SET OF TASKS:
1. Write out the passage of the Schedule E discussion between "Instead, you will" and "of your rent.", inclusive.
2. Answer these questions from the Schedule E discussion:
(a) How many bedrooms does the homeowner normally rent out?
(b) In what month and year did the student boarders move out?
(c) According to the reply, which rent is reported?
3. Continue the Schedule E discussion, starting after its final sentence.

SOURCE DOCUMENT:
[Start of section]

Instead, you will be reporting a lower rental income amount than you would have under normal circumstances since some of your rent was not collected. With the lower income and your normal rental expenses, the property may show an overall loss or greater loss than it would have if you had been able to collect all of your rent.
I normally rent 2 bedrooms in my home in a university town through out the year. In March 2020 my student boarders moved out to continue their courses online at home for health safety reasons. Therefore I only had boarders for part of the year, until the vaccines were available, even though that would not have been my choice. How do I accurately report this on my Schedule E?
@richinspirit wrote:
I normally rent 2 bedrooms in my home in a university town through out the year. In March 2020 my student boarders moved out to continue their courses online at home for health safety reasons. Therefore I only had boarders for part of the year, until the vaccines were available, even though that would not have been my choice. How do I accurately report this on my Schedule E?
You report the rent that you received. You are not taxed on what you did not received. You simply have less income to report.

[End of section]

RECORDS PROVIDED:
[Start of section]

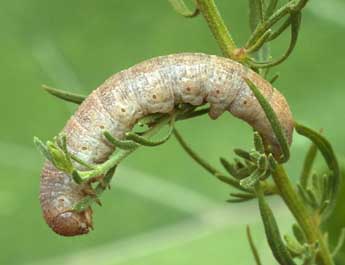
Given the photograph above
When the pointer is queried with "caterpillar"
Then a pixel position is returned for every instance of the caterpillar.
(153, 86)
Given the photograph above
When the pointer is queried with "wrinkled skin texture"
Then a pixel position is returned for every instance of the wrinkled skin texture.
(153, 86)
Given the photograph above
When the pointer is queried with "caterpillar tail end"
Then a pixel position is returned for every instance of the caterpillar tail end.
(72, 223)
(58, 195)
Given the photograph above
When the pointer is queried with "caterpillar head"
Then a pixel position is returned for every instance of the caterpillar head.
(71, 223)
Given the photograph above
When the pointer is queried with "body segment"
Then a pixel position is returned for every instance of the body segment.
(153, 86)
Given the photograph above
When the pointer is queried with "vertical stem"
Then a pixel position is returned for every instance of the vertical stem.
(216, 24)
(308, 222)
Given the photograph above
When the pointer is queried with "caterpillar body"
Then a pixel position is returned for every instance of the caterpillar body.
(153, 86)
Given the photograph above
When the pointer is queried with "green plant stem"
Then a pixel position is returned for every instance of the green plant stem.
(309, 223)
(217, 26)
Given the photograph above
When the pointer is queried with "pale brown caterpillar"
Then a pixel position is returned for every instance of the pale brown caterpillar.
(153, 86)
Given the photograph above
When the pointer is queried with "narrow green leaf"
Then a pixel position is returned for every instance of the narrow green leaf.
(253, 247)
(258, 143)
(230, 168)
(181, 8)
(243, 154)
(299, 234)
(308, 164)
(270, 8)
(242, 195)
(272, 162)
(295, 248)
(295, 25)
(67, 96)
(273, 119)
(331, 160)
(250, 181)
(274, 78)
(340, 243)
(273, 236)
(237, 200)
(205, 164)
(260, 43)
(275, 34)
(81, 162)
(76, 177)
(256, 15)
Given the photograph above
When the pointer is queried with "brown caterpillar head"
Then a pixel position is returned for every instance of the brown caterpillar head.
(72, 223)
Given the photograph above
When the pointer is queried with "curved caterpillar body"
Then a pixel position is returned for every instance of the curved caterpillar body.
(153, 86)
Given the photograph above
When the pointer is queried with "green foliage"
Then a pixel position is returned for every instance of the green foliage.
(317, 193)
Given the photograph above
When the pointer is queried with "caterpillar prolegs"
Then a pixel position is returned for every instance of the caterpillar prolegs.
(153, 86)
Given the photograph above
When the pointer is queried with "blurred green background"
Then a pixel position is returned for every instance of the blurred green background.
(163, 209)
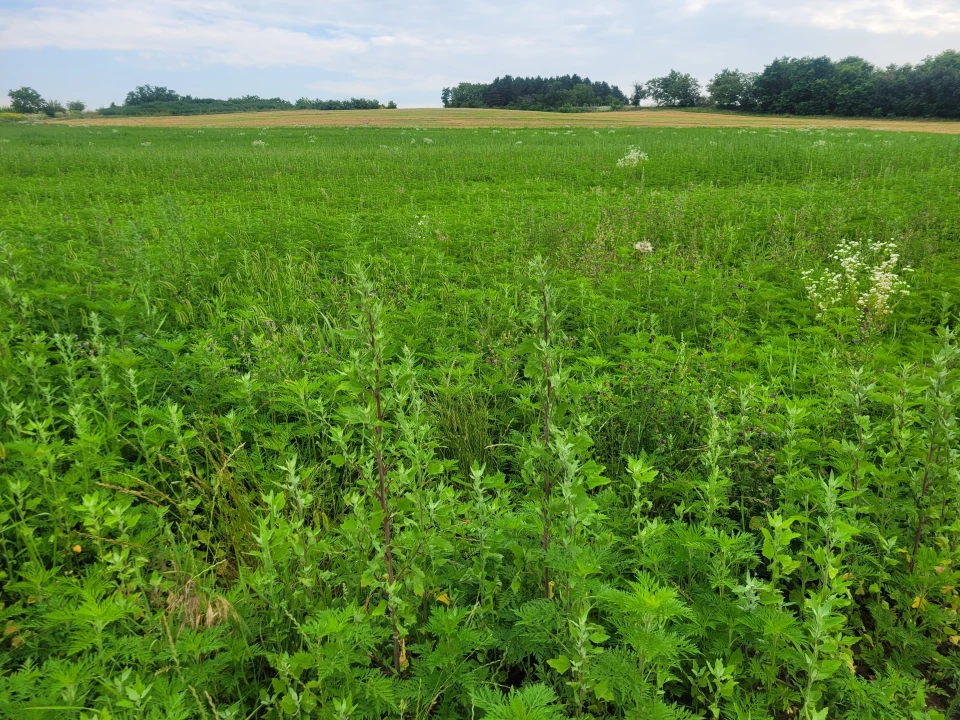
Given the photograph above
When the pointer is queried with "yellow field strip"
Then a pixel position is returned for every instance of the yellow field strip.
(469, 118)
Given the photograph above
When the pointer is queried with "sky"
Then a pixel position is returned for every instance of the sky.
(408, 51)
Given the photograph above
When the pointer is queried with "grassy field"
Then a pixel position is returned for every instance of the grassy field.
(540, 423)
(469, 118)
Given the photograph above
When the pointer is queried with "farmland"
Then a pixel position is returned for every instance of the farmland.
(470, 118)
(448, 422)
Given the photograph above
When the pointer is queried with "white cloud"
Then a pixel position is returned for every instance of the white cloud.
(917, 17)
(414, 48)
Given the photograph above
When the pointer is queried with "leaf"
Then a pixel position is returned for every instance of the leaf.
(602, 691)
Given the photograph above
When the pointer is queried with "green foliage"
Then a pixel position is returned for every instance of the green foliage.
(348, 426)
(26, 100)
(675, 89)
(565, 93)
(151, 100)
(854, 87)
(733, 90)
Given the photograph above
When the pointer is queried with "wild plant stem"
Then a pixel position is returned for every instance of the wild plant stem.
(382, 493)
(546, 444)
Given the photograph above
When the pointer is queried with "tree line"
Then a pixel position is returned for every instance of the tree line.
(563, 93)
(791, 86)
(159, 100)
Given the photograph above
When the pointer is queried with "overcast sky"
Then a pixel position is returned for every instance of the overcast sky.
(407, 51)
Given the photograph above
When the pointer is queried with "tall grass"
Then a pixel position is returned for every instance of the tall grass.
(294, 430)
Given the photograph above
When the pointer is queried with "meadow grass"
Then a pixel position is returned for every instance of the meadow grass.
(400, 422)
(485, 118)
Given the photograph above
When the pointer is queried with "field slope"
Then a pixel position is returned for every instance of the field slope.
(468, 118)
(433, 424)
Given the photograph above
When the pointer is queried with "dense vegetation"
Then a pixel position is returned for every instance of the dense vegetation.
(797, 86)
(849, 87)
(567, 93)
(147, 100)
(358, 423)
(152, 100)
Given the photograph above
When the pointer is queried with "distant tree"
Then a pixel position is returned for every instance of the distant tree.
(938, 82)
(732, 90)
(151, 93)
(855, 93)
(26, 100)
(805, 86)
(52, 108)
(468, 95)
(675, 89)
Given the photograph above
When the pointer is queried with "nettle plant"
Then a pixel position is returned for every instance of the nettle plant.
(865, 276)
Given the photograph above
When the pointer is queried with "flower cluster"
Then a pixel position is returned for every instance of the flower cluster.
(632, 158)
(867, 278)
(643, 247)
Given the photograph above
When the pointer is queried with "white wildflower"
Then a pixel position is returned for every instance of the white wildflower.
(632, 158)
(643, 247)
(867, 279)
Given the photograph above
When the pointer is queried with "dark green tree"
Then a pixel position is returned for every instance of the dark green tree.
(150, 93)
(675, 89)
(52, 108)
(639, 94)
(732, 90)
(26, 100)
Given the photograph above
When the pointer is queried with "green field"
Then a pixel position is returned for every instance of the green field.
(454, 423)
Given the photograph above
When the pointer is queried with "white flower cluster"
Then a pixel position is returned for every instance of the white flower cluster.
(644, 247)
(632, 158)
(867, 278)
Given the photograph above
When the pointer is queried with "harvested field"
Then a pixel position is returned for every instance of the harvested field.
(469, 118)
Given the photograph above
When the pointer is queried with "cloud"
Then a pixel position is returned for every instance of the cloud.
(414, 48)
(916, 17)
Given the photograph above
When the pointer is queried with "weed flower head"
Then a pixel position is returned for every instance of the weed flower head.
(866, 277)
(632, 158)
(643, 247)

[End of section]

PER-TASK ANSWERS:
1.
Instead, you will be reporting a lower rental income amount than you would have under normal circumstances since some of your rent was not collected. With the lower income and your normal rental expenses, the property may show an overall loss or greater loss than it would have if you had been able to collect all of your rent.

2.
(a) 2 bedrooms
(b) March 2020
(c) The rent that was received

3.
You can not deduct or claim a loss on income that you never received and paid taxes on in the first place. You have no loss to claim anywhere on any tax return. All you have is less rental income to report and pay taxes on. That's it. There is no "loss".
Perhaps I was not specific enough in my question; if my rooms were not actually rented for the whole year how do I characterize that portion of my home? The guidance is not clear to me.
f you had a room that was available for rent for the entire 365 days of the year, yet you only actually rented it for say, 150 days, that room was still one hundred percent business use provided you did not utilize that room for any personal use for even one single day of the year.
So if I'm renting for $1 a day and only rented it 150 days, that means I have $150 of income to report. If I did not use that room for any personal use for one single day during the tax year, then expenses for the entire year are deductibe *as if* it was rented out every single day of the year.